SET TASK
Count the lines in the rows below that contain the string "woman". Case counts, and the answer should be the number alone.

DATA
***

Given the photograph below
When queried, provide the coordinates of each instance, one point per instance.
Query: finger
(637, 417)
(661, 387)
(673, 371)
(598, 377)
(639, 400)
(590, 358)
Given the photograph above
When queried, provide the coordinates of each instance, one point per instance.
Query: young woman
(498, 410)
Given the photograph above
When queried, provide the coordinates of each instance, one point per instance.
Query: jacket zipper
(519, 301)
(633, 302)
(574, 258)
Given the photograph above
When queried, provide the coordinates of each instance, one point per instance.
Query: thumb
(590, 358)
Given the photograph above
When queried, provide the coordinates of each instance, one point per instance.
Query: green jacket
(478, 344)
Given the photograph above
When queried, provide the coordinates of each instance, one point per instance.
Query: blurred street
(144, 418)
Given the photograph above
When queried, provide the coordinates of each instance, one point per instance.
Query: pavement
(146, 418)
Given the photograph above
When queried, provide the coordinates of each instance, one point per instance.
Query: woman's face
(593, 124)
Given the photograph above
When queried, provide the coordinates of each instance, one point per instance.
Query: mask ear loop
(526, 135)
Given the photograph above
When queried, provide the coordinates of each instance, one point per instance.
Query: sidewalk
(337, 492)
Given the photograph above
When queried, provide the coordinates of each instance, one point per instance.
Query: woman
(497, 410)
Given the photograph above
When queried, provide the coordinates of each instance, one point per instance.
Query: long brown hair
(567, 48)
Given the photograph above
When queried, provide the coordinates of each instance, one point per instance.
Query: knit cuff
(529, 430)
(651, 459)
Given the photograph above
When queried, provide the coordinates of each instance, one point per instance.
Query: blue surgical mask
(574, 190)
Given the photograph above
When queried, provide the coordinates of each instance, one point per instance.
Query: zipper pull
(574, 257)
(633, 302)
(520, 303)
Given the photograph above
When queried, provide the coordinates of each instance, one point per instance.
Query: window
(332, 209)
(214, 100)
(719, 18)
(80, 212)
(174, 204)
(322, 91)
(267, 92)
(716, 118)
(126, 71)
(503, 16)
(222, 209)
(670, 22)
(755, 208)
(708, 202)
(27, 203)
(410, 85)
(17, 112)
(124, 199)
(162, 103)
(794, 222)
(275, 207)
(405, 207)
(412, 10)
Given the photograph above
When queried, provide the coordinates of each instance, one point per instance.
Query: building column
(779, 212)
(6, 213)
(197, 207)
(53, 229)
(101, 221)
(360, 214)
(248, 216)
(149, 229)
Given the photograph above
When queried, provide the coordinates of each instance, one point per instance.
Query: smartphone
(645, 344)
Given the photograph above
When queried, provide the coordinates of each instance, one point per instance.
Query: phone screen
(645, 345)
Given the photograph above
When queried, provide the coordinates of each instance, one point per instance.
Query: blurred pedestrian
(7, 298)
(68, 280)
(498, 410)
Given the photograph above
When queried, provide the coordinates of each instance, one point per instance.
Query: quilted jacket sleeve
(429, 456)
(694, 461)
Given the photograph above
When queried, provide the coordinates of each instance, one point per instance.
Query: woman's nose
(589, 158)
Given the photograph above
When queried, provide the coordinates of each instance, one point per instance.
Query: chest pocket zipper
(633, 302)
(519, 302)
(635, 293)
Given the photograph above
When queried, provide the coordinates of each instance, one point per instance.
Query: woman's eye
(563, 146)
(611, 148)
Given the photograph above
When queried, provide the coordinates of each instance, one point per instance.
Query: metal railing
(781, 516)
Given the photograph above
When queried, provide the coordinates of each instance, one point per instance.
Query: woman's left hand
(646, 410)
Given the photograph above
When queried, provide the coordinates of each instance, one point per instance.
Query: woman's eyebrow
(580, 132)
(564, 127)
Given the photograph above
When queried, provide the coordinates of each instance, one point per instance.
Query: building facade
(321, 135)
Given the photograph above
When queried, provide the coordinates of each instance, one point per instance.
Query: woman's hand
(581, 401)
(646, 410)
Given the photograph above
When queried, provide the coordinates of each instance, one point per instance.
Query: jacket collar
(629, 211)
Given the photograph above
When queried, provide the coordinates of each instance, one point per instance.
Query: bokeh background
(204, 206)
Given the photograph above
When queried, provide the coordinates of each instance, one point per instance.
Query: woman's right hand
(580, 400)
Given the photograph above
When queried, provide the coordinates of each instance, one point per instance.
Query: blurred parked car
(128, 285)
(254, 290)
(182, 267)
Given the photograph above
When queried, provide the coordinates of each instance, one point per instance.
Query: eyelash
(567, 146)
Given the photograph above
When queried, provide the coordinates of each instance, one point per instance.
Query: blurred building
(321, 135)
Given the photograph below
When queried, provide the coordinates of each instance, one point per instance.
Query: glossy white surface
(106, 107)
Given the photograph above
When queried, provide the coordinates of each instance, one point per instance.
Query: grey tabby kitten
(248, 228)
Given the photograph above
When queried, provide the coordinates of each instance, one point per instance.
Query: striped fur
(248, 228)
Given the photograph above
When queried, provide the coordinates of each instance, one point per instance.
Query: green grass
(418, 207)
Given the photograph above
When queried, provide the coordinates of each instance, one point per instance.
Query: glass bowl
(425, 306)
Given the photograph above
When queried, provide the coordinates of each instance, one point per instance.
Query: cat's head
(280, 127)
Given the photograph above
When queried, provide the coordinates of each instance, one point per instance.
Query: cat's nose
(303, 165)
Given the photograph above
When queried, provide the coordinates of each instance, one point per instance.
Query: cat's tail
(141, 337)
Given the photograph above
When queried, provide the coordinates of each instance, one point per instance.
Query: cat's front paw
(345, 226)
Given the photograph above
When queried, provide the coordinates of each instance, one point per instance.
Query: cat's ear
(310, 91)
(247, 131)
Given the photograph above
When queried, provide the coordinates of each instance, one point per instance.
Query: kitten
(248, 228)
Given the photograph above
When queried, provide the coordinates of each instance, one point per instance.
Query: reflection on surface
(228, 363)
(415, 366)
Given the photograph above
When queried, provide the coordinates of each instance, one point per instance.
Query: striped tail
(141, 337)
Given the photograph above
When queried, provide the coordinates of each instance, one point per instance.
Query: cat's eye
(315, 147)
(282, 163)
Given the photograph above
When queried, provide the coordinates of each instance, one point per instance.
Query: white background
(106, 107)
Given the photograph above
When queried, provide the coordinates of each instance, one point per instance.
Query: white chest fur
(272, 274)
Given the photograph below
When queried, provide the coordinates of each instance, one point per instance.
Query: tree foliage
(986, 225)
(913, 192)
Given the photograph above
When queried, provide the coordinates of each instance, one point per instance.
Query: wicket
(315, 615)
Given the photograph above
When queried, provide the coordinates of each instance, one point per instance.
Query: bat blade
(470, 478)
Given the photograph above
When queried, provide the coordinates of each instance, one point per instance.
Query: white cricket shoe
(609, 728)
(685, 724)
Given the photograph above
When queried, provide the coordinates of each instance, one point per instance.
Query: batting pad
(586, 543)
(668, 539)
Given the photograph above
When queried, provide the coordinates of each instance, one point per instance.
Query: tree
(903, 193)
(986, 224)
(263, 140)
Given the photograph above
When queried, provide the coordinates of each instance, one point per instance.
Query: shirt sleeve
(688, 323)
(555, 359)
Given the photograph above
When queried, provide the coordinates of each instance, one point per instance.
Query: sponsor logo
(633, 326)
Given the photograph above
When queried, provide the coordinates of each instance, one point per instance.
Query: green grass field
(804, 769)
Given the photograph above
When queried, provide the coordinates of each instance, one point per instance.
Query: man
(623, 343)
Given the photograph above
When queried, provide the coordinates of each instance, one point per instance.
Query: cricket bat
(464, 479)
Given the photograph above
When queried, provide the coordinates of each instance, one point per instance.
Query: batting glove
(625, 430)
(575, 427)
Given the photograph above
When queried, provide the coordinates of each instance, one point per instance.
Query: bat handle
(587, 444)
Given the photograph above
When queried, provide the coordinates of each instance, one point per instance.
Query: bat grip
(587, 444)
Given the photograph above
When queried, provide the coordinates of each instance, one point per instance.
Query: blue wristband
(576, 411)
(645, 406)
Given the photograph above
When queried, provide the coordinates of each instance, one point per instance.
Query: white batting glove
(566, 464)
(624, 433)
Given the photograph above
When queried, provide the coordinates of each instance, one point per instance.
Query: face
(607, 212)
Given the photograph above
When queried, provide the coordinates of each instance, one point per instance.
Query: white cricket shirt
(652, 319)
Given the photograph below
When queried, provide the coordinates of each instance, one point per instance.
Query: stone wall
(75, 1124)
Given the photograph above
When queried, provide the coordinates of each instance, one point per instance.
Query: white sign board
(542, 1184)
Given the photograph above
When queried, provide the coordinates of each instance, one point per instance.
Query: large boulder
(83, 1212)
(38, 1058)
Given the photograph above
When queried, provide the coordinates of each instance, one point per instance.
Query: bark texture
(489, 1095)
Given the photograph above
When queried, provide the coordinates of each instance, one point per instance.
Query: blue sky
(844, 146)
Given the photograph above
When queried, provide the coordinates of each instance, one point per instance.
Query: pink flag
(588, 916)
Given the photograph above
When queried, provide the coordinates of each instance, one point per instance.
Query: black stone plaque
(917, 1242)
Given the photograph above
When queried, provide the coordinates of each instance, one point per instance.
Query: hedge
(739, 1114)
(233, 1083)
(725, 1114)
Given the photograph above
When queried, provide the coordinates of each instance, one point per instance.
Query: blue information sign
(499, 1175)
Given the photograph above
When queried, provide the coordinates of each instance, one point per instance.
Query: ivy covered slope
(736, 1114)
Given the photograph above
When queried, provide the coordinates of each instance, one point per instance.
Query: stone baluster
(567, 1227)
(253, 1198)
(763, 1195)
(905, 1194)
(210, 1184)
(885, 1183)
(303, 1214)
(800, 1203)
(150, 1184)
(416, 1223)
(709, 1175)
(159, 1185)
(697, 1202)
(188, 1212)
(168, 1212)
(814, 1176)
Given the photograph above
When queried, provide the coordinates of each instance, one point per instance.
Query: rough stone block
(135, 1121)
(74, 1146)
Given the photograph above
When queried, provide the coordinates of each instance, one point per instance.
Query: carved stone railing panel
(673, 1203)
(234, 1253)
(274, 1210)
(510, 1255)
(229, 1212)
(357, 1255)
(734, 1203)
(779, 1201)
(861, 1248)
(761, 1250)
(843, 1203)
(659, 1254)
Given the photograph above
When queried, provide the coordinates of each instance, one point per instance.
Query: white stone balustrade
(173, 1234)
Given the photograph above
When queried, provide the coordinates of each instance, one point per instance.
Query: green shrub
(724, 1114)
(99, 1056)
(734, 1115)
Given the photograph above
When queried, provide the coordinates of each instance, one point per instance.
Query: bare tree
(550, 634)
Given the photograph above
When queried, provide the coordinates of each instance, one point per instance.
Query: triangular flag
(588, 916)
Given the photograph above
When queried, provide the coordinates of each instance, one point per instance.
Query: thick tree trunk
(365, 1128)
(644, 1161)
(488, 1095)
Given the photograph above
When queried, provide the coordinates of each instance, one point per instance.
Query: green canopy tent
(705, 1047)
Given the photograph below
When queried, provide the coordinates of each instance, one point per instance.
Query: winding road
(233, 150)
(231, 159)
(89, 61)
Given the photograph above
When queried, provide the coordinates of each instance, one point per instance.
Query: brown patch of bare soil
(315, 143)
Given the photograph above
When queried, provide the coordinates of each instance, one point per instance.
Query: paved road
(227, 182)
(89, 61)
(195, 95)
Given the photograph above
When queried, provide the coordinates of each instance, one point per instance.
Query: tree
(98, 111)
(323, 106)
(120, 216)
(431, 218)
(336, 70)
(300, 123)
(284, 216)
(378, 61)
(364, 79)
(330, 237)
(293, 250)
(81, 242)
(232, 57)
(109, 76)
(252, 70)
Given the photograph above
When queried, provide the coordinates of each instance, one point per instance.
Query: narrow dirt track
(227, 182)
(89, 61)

***

OUTPUT FOR THIS EXERCISE
9